Document excerpt »
==================================================
The State of the Craft in Research Data Management - Part III
November 30, 2020 | Susan Tussy
Part III in a Five-Part Series
Data volumes are exploding, and the need to efficiently store and share data quickly, reliably and securely—along with making the data discoverable—is increasingly important. Deliberate planning and execution are necessary to properly collect, curate, manage, protect and disseminate the data that are the lifeblood of the modern research enterprise.
In order to better understand the current state of research data management we reached out to several research computing leaders at institutions around the world to gain insights into their approach and their recommendations for others. We wanted to explore how data management tools, services, and processes deployed at their institutions help the research community reduce the amount of time spent addressing technological hurdles and accelerate their time to science.
At these, and many other leading institutions, new methodologies and technologies are being developed and adopted to create a frictionless environment for scientific discovery. Self-service data portals and point-and-click data management tools such as Globus are being made available to allow researchers to spend more time on science and less on technology. Education, documentation and a data management plan can assist researchers in their desire to spend more time on science. Hack-a-thons, webinars and researcher resource books are just some of the ways that institutions are educating researchers on best practices. Science Node published a summary of our findings, and we present here a more complete discussion with Sharon Broude Geva from the University of Michigan, the third interview in our five-part series.
Sharon Broude Geva, Director of Advanced Research Computing, Office of Research, University of Michigan
How has research data management evolved over time?
As a community, we first identified the need for reproducibility and data sharing, while understanding the wariness and concerns surrounding both practices. People have been thinking about data management for a long time, and eventually (if not already) will be forced to implement it by the funding agencies, so this discussion can no longer be postponed. Initially, discussion was all about funding and storage resources at an individual level. Clearly, it is now a much bigger issue and requires institutional commitment.
Three key questions have emerged:
1. “What is the data we're managing?” It used to be small and large files/data sets, but software is now also seen as data. Anything that has to do with reproducibility is data: scripts, publications, notes, etc. And people are looking for more recognition for the things they do. Intellectual property that the institution and the people should get credit for. Even for things like responding to questions on Stackoverflow.
2. “What does management mean?” to different people it means different things that need to be differentiated. For example, retention is not the same as preservation.
Libraries have always been the experts in preservation. Research IT often is chartered to look at it through the lens of retention. And the Vice President for Research (VPR) and Legal and Compliance have other necessary interpretations and perspectives. Looking at it just from an IT perspective doesn’t cover curation, metadata, findability, etc. You are primarily thinking about where researchers can put the data so it can be used with the computational and other tools and how can it be shared with collaborators at another institution with different logins, for example. Looking at it from a preservation perspective doesn’t necessarily account for the shorter-term needs for continuing projects and reproducibility. This is a top down problem and needs to include all perspectives of data management and enable flow between the different data “stations”.
==================================================
Provided information »

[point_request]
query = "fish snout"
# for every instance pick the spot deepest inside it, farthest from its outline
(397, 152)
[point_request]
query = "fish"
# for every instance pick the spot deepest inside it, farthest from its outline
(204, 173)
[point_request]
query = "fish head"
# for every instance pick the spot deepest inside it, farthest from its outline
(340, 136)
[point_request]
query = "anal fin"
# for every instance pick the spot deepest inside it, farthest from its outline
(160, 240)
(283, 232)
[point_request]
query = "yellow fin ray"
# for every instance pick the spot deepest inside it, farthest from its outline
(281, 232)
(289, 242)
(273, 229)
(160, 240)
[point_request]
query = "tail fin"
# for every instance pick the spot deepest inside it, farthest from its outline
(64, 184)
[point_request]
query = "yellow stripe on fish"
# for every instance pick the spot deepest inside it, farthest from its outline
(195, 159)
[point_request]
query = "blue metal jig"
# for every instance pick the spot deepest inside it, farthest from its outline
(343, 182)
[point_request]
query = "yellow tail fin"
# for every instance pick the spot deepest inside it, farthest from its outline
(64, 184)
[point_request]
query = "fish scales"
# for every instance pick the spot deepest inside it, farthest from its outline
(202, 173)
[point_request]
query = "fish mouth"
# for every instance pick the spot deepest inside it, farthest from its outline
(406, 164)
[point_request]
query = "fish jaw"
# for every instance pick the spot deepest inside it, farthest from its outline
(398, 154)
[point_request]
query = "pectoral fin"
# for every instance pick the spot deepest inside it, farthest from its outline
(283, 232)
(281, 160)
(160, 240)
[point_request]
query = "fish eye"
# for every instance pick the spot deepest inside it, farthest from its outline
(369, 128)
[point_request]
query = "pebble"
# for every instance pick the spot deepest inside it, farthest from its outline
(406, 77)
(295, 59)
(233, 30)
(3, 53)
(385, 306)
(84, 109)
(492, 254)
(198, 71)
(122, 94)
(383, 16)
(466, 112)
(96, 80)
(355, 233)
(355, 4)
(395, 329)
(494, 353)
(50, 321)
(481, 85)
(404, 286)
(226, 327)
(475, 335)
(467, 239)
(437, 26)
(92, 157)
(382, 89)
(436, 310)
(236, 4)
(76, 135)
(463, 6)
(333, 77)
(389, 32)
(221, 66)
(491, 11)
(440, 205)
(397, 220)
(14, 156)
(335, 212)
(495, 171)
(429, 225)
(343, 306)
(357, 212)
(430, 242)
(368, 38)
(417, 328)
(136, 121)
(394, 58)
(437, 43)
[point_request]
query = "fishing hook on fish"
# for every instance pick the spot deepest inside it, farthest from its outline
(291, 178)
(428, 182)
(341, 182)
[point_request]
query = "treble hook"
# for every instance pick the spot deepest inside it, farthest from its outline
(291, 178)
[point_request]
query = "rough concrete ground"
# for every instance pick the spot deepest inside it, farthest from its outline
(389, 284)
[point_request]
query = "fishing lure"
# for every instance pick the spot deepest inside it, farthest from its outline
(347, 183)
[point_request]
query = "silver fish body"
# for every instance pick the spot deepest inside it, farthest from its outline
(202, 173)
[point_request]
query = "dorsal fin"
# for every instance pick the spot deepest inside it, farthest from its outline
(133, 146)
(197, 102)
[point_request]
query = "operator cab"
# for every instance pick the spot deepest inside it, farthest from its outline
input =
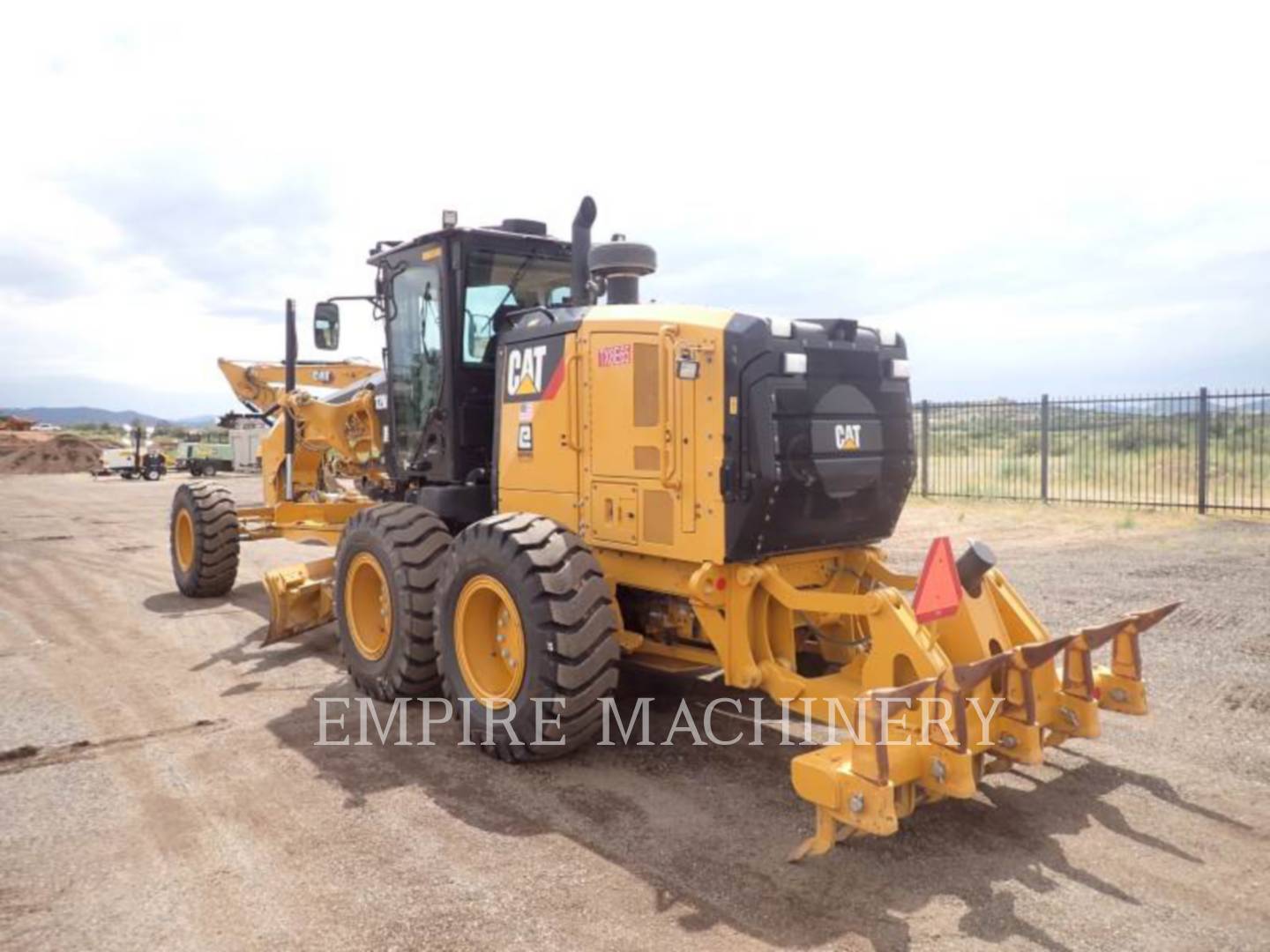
(444, 297)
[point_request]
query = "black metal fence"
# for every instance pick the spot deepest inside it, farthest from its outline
(1206, 450)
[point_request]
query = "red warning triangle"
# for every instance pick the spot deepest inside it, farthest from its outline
(938, 589)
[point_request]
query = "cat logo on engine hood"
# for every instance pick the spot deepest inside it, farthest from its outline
(534, 371)
(846, 437)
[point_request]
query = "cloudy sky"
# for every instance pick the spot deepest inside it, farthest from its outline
(1074, 202)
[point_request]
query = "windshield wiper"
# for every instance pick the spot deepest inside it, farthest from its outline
(516, 280)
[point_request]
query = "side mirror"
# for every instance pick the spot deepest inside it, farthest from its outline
(326, 325)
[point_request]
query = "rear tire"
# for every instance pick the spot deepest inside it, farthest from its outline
(562, 635)
(204, 539)
(386, 571)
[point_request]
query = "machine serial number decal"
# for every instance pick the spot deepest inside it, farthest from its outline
(615, 355)
(846, 437)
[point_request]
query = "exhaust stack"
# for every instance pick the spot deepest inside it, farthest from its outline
(621, 264)
(579, 294)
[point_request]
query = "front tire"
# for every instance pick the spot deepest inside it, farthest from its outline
(386, 571)
(526, 617)
(205, 539)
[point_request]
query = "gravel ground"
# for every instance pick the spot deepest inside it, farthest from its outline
(161, 786)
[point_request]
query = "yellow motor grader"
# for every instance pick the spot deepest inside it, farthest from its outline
(536, 487)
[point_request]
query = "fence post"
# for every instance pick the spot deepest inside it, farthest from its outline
(1203, 450)
(926, 447)
(1044, 447)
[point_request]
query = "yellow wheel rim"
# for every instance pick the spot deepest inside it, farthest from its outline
(369, 606)
(183, 539)
(489, 641)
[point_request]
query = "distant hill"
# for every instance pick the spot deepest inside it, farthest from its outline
(71, 415)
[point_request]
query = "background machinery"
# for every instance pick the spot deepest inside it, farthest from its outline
(536, 487)
(141, 460)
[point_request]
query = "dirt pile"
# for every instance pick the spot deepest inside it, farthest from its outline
(65, 452)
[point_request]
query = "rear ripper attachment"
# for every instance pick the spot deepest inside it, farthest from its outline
(961, 683)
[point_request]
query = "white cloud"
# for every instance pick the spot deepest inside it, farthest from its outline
(969, 175)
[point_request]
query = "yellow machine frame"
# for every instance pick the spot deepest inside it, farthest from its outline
(755, 617)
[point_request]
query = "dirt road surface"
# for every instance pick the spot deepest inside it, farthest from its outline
(161, 787)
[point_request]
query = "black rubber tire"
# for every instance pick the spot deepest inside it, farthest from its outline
(569, 625)
(216, 539)
(409, 542)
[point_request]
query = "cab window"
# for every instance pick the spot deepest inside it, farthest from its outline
(501, 282)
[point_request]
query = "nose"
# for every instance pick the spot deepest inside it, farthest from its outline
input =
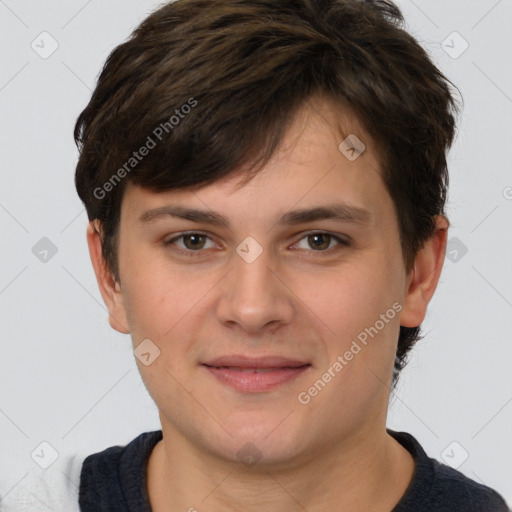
(254, 295)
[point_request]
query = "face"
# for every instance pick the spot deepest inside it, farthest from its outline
(271, 322)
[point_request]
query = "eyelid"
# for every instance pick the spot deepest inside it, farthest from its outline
(343, 241)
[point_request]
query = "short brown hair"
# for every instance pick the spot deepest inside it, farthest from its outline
(244, 68)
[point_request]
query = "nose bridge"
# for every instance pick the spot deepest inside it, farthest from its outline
(253, 296)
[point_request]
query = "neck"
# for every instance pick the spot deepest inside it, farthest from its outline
(356, 475)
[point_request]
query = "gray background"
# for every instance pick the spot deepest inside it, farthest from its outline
(69, 380)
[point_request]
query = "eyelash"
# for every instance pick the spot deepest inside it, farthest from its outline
(190, 253)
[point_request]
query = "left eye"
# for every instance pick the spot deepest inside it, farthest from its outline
(321, 241)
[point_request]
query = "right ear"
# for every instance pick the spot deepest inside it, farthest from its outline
(110, 288)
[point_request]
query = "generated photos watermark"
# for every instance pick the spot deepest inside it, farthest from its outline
(151, 142)
(304, 397)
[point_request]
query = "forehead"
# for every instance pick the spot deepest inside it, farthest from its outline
(325, 158)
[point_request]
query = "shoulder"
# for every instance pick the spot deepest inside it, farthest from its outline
(456, 488)
(436, 487)
(54, 488)
(114, 478)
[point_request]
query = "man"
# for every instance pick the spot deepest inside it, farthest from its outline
(265, 183)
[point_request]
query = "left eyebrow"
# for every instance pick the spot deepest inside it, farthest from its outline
(336, 211)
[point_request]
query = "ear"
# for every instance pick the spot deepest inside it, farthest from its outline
(423, 278)
(109, 287)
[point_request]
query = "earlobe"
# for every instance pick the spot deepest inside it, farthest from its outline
(109, 287)
(425, 275)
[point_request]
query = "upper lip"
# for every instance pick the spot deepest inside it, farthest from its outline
(241, 361)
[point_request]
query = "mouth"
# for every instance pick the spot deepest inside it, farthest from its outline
(255, 375)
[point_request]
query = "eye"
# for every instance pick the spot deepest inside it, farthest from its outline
(190, 242)
(322, 242)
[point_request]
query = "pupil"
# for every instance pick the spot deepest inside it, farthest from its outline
(191, 238)
(316, 238)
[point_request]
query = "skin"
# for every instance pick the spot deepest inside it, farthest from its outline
(293, 300)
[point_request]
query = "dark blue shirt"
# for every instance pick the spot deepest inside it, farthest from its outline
(114, 480)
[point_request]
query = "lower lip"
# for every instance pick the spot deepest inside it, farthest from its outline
(252, 382)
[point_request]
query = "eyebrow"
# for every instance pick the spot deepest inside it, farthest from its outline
(336, 211)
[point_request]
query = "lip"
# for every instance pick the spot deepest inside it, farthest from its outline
(255, 375)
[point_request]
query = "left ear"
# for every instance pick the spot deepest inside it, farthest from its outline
(422, 280)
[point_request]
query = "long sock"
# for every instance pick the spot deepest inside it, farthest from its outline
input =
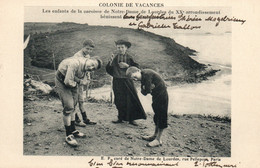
(68, 131)
(72, 126)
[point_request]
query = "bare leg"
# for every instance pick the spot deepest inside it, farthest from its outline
(151, 138)
(157, 141)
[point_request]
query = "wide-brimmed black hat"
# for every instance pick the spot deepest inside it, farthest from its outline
(123, 42)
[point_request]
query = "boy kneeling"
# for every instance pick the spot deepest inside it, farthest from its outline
(69, 76)
(152, 82)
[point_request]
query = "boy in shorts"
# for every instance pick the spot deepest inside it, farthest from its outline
(69, 77)
(152, 82)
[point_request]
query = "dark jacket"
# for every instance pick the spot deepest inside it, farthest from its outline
(113, 68)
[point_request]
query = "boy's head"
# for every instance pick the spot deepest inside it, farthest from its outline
(93, 63)
(134, 73)
(122, 46)
(88, 46)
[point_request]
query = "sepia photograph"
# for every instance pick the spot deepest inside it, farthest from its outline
(120, 84)
(101, 87)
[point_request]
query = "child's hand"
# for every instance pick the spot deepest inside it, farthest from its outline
(152, 86)
(84, 82)
(123, 65)
(143, 92)
(111, 58)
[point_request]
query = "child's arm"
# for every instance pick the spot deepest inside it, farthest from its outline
(146, 86)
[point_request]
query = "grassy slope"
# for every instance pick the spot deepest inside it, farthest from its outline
(152, 51)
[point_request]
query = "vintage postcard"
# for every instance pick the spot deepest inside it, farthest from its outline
(130, 84)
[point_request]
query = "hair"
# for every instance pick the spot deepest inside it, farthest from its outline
(100, 63)
(131, 70)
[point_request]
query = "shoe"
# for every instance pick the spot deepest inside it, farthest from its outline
(87, 122)
(133, 123)
(78, 134)
(71, 141)
(80, 124)
(148, 138)
(117, 121)
(154, 143)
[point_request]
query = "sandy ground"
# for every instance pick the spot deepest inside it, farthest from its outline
(186, 135)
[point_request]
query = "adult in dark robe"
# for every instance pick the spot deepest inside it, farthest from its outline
(126, 99)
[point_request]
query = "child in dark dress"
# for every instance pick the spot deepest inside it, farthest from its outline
(152, 82)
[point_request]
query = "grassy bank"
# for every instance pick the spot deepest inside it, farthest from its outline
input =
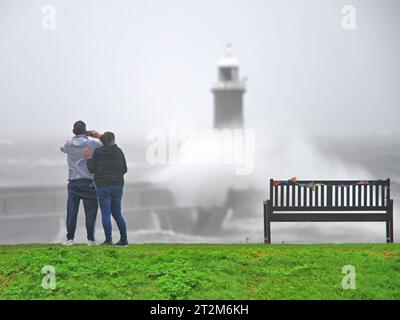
==================================================
Given exercise » Summarize the article on research data management in two sentences.

Exercise solution » The third part of a five-part series gathers views from research computing leaders on data management and notes that self-service portals, point-and-click tools such as Globus, education, documentation, and data management plans help researchers spend more time on science and less on technology. In its interview, Sharon Broude Geva of the University of Michigan says data management has grown from an individual funding and storage matter into one that needs institutional commitment, and she raises key questions about what counts as data, which now includes software, scripts, and notes, and what management means, since retention, preservation, and other perspectives differ and all must be included.